- **WHAT TO PRODUCE**: Counting only lines that contain "negative", how many are there in the records below? Give the figure alone.

[Stored items]
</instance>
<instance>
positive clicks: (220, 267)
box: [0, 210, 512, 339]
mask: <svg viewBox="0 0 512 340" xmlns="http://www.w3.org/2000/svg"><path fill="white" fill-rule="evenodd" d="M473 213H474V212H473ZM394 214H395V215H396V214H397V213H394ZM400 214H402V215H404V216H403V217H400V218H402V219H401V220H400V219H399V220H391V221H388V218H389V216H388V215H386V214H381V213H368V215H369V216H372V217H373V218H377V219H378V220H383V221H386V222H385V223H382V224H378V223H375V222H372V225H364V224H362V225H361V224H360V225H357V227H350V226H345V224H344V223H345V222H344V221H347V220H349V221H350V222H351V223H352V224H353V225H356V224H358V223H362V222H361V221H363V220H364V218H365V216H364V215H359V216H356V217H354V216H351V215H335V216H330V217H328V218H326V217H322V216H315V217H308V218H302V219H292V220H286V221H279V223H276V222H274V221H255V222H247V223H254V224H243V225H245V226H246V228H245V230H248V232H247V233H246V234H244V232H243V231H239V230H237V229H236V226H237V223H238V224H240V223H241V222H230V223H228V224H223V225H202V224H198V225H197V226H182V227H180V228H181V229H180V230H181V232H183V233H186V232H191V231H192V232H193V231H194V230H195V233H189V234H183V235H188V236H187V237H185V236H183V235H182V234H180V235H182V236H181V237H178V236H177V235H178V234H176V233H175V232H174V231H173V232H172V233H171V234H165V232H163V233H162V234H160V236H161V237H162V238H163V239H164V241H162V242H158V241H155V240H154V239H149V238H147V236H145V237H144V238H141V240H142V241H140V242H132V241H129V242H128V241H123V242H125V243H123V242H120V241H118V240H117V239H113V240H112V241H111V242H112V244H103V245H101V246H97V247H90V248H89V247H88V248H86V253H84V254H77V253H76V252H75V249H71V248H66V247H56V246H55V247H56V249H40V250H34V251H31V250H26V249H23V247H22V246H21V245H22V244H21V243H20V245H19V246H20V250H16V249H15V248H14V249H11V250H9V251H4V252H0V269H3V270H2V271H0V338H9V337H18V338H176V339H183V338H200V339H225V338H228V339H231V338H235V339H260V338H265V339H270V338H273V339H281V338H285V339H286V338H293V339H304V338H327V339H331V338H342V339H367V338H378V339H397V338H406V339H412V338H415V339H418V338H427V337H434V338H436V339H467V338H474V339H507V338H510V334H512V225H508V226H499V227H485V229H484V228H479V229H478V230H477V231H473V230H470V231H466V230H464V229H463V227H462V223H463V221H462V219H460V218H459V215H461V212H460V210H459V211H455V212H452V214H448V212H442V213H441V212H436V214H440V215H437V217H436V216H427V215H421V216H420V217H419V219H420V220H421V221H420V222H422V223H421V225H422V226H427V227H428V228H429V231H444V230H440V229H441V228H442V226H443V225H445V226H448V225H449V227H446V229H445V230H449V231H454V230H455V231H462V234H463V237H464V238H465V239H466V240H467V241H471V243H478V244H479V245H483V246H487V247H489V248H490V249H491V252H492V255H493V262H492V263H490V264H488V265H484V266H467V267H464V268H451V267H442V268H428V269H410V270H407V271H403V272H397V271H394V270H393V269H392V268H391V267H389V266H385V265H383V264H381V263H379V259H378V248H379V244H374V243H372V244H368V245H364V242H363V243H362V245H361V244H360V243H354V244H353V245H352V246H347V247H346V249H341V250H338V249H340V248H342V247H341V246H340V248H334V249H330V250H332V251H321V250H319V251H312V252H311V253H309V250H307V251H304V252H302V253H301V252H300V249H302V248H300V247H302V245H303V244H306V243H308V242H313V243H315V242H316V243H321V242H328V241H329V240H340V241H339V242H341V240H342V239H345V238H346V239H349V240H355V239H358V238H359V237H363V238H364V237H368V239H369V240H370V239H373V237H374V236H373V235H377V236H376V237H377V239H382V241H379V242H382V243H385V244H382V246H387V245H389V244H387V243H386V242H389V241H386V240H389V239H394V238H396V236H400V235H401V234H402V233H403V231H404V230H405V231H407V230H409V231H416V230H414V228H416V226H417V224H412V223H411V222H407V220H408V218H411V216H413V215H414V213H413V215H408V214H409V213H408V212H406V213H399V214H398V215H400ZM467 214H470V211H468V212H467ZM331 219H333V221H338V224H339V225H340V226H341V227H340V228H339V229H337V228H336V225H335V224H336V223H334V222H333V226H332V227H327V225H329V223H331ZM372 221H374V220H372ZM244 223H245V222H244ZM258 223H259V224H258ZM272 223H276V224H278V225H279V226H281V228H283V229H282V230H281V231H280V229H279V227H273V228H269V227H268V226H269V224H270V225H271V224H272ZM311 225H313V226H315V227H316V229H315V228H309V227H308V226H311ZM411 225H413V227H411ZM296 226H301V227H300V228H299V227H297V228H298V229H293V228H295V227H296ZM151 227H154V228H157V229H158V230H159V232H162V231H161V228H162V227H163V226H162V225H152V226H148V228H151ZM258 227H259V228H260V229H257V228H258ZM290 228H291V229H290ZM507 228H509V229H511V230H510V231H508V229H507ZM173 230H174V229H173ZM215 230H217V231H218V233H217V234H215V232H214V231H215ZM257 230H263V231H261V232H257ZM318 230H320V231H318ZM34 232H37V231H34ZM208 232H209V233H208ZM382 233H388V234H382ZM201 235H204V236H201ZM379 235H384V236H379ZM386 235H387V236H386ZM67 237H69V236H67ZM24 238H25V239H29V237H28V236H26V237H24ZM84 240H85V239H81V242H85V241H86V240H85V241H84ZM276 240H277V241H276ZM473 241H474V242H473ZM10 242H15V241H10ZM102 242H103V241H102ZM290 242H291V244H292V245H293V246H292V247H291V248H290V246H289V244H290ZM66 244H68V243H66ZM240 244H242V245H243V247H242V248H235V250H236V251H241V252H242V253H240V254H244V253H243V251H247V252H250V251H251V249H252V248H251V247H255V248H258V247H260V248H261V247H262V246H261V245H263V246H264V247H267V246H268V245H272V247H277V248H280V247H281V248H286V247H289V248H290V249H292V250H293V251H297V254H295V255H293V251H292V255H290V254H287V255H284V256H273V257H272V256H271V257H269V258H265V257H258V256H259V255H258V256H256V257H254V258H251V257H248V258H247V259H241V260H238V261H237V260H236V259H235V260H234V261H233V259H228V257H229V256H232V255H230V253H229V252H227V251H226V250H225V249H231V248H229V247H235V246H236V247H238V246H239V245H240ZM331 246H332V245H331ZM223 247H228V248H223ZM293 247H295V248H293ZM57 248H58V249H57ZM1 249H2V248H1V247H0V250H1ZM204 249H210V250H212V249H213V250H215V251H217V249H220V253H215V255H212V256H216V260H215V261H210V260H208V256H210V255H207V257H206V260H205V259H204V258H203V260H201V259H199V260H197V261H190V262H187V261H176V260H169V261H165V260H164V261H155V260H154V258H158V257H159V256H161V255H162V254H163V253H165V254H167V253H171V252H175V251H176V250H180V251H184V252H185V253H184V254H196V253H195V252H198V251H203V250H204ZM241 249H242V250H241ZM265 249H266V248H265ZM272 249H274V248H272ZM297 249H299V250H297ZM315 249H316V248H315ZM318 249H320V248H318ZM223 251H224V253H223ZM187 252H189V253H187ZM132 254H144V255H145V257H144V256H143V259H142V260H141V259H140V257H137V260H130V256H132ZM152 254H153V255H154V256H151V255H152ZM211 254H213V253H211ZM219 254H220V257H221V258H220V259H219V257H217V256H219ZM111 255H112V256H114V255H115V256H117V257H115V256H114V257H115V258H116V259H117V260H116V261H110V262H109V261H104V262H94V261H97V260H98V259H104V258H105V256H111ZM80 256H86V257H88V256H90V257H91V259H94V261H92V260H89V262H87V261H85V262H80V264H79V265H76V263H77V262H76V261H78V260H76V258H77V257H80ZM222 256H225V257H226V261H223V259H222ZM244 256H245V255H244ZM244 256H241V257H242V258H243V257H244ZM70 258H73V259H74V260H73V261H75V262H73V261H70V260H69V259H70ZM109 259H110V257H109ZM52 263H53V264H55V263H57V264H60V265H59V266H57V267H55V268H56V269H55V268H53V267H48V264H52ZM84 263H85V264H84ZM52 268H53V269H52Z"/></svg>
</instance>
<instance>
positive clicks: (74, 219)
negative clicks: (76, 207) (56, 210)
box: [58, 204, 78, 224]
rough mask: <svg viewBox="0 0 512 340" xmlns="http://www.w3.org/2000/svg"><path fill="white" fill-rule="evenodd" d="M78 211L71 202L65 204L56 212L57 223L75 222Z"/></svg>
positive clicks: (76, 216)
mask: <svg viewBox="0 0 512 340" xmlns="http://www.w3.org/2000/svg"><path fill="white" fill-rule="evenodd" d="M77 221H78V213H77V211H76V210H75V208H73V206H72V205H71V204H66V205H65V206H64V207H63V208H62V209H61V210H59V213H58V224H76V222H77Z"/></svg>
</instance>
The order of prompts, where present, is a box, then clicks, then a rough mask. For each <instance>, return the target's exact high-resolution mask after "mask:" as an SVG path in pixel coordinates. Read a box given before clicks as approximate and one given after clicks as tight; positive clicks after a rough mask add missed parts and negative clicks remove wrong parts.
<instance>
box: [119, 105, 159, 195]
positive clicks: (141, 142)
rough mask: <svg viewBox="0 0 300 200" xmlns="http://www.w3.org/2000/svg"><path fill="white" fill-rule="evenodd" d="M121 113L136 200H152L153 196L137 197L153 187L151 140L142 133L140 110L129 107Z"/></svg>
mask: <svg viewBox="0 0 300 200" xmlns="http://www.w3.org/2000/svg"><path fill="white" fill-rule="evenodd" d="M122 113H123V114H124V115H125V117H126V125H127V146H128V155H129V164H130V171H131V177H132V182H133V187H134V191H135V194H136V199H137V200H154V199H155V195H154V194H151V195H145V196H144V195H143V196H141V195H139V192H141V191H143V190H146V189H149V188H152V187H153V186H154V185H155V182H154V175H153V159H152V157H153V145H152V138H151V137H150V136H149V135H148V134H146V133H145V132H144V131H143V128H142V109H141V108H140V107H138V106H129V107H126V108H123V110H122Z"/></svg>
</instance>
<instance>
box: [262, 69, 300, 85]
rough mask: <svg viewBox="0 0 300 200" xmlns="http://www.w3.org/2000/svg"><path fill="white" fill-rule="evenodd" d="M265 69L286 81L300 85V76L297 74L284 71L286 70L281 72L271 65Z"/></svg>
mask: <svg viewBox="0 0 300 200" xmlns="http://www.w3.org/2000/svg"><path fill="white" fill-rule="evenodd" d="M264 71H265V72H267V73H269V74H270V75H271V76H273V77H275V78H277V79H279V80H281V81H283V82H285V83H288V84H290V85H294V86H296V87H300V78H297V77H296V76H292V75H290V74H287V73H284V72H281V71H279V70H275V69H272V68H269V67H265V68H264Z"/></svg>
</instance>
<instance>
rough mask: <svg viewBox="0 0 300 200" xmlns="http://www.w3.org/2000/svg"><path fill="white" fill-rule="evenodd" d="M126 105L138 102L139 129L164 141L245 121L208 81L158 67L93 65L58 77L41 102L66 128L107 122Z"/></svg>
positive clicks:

- **RESULT OF THE EXERCISE**: 2